▶ [INSTRUCTIONS TO FOLLOW]:
Count the lines in the rows below that contain the word "white". Reply with the number only.

▶ [RECORDS FOR THIS EXERCISE]:
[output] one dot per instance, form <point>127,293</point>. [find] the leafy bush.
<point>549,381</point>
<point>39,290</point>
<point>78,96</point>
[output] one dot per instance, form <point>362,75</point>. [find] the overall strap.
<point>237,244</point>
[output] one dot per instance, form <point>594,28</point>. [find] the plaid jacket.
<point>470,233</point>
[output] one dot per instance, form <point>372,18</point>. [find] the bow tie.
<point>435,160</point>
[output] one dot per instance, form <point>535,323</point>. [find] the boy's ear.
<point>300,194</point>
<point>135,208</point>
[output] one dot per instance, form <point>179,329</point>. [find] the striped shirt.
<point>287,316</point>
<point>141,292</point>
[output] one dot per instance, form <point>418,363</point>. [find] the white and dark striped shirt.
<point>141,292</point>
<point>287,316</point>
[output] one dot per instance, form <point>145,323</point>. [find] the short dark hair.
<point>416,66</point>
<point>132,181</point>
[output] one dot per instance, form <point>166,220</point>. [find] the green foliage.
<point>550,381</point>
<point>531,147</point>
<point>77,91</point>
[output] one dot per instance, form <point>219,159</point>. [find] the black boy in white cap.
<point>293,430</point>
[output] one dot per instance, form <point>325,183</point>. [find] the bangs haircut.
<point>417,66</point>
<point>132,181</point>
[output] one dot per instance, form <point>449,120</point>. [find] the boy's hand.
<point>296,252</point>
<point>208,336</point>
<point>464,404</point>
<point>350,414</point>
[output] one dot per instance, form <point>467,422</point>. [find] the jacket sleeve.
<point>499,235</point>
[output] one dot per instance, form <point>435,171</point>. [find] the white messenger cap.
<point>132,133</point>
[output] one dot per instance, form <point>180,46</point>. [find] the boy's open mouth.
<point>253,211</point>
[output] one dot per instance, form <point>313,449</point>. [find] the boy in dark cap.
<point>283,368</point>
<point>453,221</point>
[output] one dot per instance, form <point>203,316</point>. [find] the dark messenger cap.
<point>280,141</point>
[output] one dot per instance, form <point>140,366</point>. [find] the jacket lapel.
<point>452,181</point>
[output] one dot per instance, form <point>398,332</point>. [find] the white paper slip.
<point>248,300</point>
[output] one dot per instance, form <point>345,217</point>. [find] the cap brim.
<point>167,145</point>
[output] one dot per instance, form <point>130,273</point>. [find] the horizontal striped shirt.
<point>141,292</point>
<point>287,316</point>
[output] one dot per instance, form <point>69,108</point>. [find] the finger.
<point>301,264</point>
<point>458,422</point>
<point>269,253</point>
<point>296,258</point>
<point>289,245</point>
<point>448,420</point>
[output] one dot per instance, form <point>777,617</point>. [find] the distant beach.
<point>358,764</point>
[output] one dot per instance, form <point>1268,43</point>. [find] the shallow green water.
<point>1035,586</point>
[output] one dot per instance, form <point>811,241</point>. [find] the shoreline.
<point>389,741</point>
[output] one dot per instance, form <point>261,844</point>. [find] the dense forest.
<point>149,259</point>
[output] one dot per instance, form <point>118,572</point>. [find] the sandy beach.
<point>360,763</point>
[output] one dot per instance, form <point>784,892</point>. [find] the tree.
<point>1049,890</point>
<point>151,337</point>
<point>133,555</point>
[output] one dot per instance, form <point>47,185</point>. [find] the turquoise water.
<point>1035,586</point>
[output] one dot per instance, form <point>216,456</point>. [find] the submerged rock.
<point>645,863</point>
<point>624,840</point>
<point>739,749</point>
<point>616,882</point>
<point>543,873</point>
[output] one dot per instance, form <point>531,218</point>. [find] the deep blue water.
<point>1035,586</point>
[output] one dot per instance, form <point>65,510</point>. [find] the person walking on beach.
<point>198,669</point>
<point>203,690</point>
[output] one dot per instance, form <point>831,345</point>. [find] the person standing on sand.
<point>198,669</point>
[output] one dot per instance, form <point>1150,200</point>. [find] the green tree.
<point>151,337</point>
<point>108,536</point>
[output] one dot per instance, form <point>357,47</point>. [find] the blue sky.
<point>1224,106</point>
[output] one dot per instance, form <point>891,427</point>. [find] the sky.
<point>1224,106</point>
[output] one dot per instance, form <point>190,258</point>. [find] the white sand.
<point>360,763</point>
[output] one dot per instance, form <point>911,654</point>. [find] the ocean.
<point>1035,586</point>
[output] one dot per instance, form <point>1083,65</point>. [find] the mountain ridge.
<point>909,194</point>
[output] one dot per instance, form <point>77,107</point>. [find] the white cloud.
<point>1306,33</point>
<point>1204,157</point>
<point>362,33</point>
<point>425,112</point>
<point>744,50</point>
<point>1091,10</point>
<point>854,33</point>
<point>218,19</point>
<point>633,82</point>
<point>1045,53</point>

---

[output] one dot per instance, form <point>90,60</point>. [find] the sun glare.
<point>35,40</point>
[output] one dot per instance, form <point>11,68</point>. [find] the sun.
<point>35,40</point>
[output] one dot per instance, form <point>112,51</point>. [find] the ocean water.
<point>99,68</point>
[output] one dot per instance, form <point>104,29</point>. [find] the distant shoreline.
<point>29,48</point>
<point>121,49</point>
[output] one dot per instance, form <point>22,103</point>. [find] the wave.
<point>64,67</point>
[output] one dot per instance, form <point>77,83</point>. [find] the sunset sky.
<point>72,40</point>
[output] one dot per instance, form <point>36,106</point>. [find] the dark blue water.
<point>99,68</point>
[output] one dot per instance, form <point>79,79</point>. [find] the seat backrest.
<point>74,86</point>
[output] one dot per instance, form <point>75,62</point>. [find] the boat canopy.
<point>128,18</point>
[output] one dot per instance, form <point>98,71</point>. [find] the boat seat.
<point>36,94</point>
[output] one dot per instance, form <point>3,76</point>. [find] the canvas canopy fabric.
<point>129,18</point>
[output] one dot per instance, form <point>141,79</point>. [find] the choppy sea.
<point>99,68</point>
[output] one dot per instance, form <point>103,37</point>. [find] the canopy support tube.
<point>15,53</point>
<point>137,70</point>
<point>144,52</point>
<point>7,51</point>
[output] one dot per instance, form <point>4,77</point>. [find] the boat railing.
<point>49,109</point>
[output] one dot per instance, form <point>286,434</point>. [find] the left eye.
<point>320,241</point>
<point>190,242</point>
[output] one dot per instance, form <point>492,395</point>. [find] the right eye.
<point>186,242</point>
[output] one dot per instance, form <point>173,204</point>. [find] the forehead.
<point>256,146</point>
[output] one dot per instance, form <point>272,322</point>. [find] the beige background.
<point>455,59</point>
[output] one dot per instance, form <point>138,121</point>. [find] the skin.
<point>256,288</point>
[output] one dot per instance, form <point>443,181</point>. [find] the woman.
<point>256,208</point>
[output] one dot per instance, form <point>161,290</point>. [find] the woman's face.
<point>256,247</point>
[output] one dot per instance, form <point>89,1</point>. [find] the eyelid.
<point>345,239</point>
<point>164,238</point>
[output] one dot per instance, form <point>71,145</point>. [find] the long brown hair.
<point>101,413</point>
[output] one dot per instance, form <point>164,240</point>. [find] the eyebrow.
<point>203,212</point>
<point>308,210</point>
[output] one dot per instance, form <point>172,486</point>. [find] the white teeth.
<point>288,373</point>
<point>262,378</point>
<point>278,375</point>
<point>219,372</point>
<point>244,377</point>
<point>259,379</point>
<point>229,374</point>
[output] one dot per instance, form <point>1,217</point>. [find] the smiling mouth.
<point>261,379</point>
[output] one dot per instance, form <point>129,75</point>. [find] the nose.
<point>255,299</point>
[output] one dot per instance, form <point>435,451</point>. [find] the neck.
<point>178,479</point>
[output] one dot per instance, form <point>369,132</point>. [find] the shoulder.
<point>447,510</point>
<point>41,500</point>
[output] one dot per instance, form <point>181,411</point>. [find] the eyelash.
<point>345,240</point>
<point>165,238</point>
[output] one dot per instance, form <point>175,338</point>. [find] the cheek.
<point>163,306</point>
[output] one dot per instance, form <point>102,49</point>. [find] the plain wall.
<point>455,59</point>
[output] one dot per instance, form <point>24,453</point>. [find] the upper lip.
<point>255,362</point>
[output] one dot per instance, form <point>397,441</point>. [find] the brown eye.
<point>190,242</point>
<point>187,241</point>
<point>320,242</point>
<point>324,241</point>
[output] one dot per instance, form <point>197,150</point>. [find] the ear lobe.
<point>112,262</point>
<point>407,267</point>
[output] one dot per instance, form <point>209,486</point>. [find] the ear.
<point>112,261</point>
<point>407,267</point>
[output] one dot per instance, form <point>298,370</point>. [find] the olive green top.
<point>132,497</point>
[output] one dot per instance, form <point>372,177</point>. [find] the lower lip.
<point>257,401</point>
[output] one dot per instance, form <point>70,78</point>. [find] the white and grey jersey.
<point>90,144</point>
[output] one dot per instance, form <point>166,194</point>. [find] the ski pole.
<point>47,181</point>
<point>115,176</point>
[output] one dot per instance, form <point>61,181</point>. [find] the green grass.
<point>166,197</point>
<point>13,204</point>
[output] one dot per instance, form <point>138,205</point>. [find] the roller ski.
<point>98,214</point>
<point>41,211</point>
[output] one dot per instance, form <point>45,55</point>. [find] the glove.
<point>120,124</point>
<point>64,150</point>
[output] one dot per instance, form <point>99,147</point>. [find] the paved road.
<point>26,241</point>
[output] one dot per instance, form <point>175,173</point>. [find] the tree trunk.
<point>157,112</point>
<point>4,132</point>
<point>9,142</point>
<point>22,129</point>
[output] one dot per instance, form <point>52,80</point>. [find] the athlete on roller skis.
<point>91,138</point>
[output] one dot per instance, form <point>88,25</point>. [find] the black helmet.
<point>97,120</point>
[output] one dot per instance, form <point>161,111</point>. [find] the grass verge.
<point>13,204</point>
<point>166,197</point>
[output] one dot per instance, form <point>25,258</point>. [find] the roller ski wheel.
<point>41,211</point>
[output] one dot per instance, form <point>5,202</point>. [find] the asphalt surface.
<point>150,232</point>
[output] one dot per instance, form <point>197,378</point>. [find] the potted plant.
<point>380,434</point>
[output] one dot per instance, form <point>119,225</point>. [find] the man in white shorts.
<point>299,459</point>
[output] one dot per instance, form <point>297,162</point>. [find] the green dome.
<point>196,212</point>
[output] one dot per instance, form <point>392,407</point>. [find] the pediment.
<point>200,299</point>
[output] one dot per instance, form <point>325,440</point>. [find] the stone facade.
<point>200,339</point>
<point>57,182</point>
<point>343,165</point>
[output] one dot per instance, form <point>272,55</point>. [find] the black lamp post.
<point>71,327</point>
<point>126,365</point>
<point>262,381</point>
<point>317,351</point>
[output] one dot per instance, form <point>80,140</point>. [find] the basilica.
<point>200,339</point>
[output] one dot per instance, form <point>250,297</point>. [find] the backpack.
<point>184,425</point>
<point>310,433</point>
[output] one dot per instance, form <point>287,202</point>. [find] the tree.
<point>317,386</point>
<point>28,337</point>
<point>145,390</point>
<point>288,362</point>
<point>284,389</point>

▶ [WRITTEN REPLY]:
9